Consigna escrita.
Reproduce sin cambios el fragmento sobre la antigua sede del Senado mexicano desde "La ironía es" hasta "merece columna aparte.", incluido este último.

Por Rodolfo Barrientos Urbina
La antigua sede del Senado mexicano, esa casa del pacto federal donde supuestamente se defienden los intereses de los Estados miembro, se convirtió la semana pasada en el set de grabación de un culebrón más que vulgar. Para ser precisos: no fue una sesión ordinaria del Senado, sino de la Comisión Permanente. Sin embargo, la escena tuvo lugar en la Casona de Xicoténcatl, antigua sede del Senado, y los protagonistas, Alejandro “Alito” Moreno y Gerardo Fernández Noroña, fueron electos como senadores el año pasado.
La ironía es doble: los protagonistas del lamentable espectáculo ni siquiera son senadores electos por alguna Entidad Federativa. Ambos llegaron como plurinominales, una figura cuya existencia contradice, en buena medida, la razón de ser del Senado. Pero esa discusión, créanme, merece columna aparte.

Material proporcionado.
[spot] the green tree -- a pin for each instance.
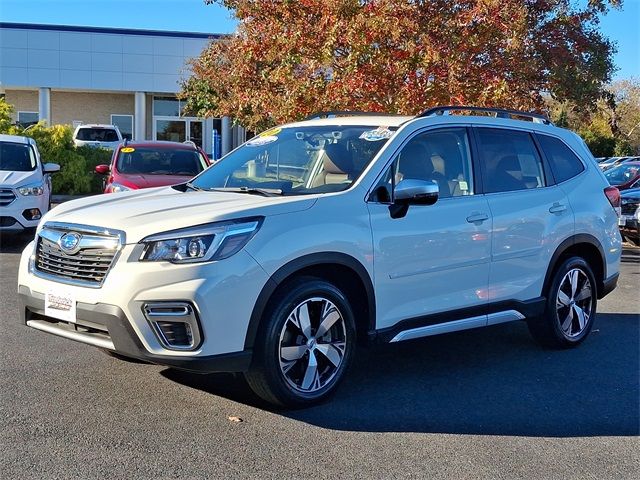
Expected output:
(291, 58)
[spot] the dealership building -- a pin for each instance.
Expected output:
(129, 78)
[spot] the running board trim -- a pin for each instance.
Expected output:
(90, 339)
(458, 325)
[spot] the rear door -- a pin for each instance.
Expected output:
(531, 214)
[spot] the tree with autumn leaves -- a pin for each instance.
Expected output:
(290, 58)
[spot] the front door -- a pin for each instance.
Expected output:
(436, 257)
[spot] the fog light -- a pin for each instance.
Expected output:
(32, 214)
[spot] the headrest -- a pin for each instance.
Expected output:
(414, 162)
(509, 163)
(337, 159)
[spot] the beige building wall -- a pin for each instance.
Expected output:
(67, 107)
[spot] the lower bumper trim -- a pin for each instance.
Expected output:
(120, 336)
(61, 331)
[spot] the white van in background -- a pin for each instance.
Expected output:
(94, 135)
(25, 183)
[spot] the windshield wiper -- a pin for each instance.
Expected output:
(265, 192)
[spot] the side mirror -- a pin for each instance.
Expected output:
(412, 192)
(416, 192)
(102, 169)
(51, 168)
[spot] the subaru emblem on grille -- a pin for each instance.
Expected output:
(69, 242)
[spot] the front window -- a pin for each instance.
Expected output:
(622, 174)
(166, 161)
(298, 160)
(90, 134)
(17, 157)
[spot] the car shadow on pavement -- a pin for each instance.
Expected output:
(492, 381)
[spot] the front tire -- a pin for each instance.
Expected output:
(571, 306)
(305, 344)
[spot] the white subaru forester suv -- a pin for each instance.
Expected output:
(312, 236)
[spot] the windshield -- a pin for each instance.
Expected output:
(17, 157)
(622, 174)
(298, 160)
(159, 161)
(97, 135)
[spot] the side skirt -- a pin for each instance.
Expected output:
(463, 319)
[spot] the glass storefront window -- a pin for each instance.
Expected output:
(171, 130)
(124, 124)
(166, 107)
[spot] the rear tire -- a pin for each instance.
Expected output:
(304, 346)
(571, 306)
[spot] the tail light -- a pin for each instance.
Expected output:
(613, 195)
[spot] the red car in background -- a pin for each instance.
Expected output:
(137, 165)
(625, 175)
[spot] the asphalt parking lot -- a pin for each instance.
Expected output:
(478, 404)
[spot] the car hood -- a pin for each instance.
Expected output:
(141, 213)
(18, 179)
(631, 193)
(147, 181)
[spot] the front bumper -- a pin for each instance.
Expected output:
(106, 326)
(113, 316)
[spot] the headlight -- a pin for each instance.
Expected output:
(32, 189)
(214, 241)
(118, 187)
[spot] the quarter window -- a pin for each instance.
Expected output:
(564, 163)
(511, 160)
(441, 156)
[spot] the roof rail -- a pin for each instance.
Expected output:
(347, 113)
(499, 112)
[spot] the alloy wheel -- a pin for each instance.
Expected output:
(574, 302)
(312, 345)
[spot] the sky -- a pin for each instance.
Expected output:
(623, 27)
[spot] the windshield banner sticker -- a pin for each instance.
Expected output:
(260, 140)
(380, 133)
(270, 132)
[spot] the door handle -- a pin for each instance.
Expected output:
(557, 208)
(477, 217)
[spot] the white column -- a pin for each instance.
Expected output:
(44, 104)
(227, 135)
(207, 140)
(139, 118)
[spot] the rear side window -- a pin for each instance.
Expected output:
(511, 160)
(564, 163)
(97, 135)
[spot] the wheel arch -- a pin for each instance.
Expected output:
(581, 245)
(346, 272)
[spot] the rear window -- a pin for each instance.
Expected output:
(166, 161)
(17, 157)
(564, 163)
(90, 134)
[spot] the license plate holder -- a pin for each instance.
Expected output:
(60, 304)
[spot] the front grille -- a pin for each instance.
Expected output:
(6, 196)
(7, 221)
(88, 264)
(629, 208)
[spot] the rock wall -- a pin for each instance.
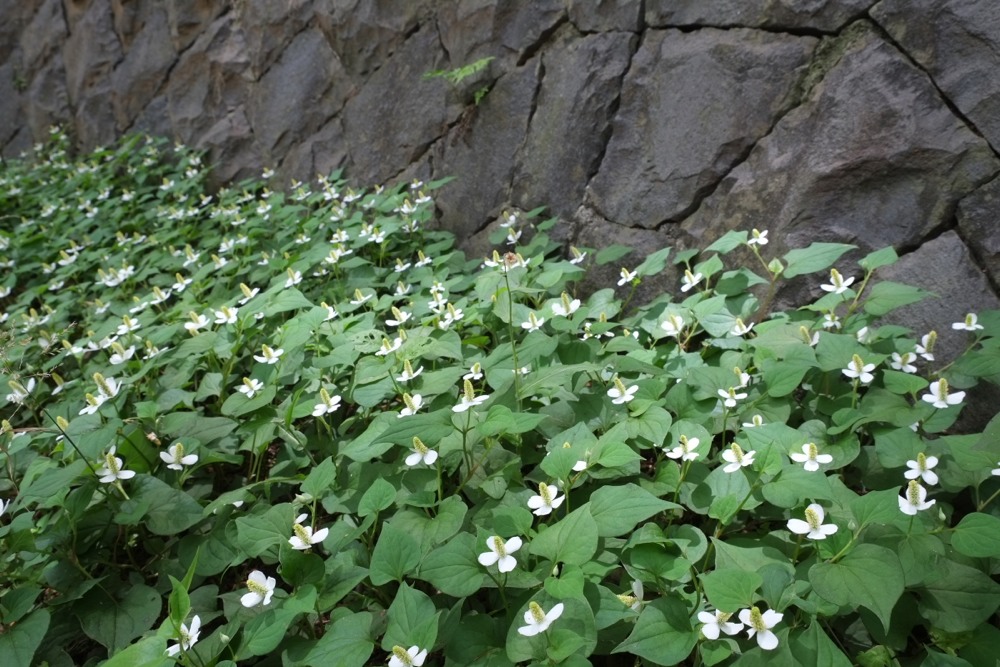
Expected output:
(648, 123)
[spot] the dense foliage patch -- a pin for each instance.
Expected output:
(302, 429)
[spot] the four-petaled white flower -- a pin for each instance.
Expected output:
(500, 553)
(250, 387)
(904, 362)
(813, 527)
(303, 536)
(838, 285)
(412, 404)
(914, 499)
(176, 459)
(859, 370)
(627, 276)
(420, 453)
(731, 396)
(690, 280)
(810, 458)
(620, 393)
(538, 620)
(971, 323)
(261, 589)
(761, 624)
(469, 398)
(922, 468)
(112, 470)
(268, 355)
(407, 657)
(736, 458)
(565, 307)
(685, 450)
(188, 637)
(545, 501)
(717, 621)
(327, 403)
(939, 396)
(758, 238)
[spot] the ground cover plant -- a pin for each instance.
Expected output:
(266, 428)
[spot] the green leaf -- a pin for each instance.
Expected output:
(379, 496)
(959, 600)
(663, 634)
(816, 257)
(888, 296)
(572, 540)
(346, 643)
(413, 619)
(453, 567)
(114, 621)
(19, 642)
(869, 576)
(617, 510)
(879, 258)
(396, 554)
(977, 535)
(731, 590)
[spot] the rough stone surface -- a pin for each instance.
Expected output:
(692, 105)
(824, 15)
(979, 225)
(958, 43)
(569, 128)
(872, 157)
(647, 122)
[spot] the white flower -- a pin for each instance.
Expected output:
(736, 458)
(740, 328)
(922, 468)
(175, 458)
(411, 657)
(538, 620)
(810, 458)
(269, 356)
(859, 370)
(412, 404)
(188, 638)
(500, 553)
(261, 589)
(690, 280)
(303, 536)
(926, 347)
(915, 499)
(939, 396)
(673, 325)
(112, 470)
(970, 323)
(812, 527)
(566, 307)
(327, 403)
(250, 387)
(716, 621)
(685, 450)
(730, 397)
(620, 393)
(759, 238)
(837, 283)
(469, 398)
(904, 362)
(545, 501)
(533, 323)
(421, 452)
(627, 276)
(761, 624)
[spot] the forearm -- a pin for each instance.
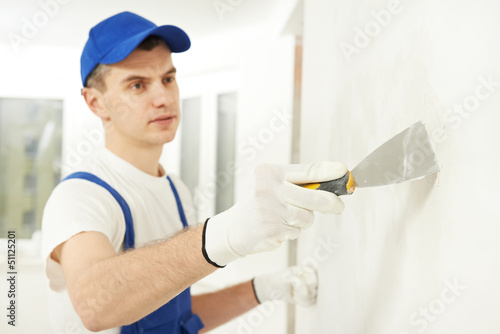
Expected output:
(219, 307)
(124, 288)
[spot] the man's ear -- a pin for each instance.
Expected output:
(95, 101)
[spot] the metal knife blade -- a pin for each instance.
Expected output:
(406, 156)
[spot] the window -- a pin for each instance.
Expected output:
(30, 143)
(190, 142)
(226, 137)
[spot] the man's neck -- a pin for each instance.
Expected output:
(144, 158)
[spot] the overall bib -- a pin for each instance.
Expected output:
(175, 317)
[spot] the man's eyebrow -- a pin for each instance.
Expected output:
(170, 71)
(134, 77)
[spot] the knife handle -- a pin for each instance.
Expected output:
(342, 186)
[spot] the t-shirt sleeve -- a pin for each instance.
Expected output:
(77, 206)
(186, 199)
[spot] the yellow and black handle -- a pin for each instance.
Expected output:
(342, 186)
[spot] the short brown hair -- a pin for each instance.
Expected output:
(96, 77)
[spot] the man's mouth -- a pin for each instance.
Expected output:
(164, 119)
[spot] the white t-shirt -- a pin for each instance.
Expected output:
(79, 205)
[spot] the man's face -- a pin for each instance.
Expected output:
(142, 98)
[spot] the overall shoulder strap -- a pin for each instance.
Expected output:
(129, 224)
(179, 204)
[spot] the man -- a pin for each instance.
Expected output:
(108, 267)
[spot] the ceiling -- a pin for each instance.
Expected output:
(69, 22)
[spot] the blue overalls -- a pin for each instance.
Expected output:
(175, 317)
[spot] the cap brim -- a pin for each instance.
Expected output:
(176, 39)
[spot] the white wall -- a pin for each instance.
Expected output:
(395, 251)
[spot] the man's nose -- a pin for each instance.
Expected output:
(162, 96)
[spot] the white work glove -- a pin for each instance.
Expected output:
(295, 285)
(276, 211)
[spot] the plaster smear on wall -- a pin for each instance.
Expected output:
(424, 256)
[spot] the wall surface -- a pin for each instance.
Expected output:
(419, 257)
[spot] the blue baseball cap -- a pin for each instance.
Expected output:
(113, 39)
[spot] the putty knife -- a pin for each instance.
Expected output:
(406, 156)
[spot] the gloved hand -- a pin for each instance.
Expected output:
(296, 285)
(276, 211)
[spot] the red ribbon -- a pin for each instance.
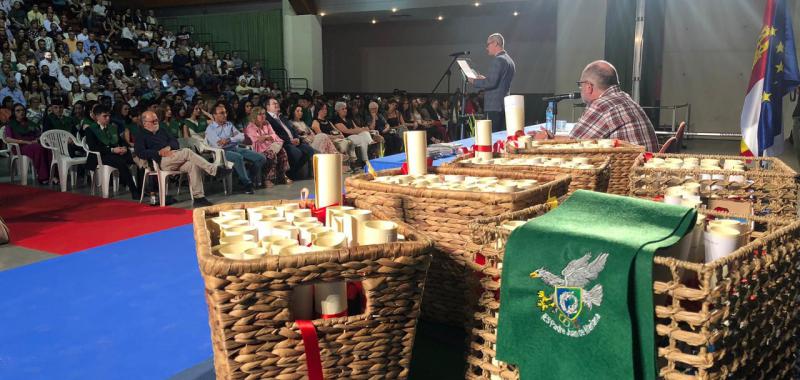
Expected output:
(319, 213)
(311, 343)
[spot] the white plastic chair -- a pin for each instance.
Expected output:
(161, 176)
(23, 166)
(58, 142)
(102, 174)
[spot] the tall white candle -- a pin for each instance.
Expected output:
(416, 152)
(327, 179)
(483, 139)
(515, 113)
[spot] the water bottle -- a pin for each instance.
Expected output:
(549, 118)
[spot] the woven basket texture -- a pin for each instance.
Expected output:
(587, 179)
(622, 157)
(771, 184)
(735, 317)
(254, 334)
(443, 215)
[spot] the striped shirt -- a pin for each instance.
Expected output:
(614, 115)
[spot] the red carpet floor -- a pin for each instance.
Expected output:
(64, 223)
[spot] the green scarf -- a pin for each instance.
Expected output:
(65, 123)
(108, 136)
(199, 127)
(173, 127)
(577, 288)
(20, 129)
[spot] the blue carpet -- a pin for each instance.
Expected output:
(134, 309)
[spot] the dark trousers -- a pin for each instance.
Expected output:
(299, 155)
(498, 119)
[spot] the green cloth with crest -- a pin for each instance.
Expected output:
(109, 135)
(576, 300)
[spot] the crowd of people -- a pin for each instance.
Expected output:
(171, 97)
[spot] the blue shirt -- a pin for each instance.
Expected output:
(15, 94)
(77, 57)
(215, 132)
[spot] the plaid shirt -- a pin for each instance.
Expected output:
(614, 115)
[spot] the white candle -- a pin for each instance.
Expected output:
(416, 152)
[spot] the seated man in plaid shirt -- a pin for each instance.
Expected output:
(610, 112)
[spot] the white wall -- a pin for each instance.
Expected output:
(413, 55)
(708, 54)
(302, 47)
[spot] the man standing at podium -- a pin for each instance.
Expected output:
(498, 84)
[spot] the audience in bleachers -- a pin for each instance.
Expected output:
(98, 72)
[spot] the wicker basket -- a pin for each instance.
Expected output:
(587, 179)
(254, 335)
(773, 190)
(696, 338)
(622, 157)
(443, 215)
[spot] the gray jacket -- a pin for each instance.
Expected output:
(497, 84)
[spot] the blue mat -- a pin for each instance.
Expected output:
(134, 309)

Solución escrita.
La ironía es doble: los protagonistas del lamentable espectáculo ni siquiera son senadores electos por alguna Entidad Federativa. Ambos llegaron como plurinominales, una figura cuya existencia contradice, en buena medida, la razón de ser del Senado. Pero esa discusión, créanme, merece columna aparte.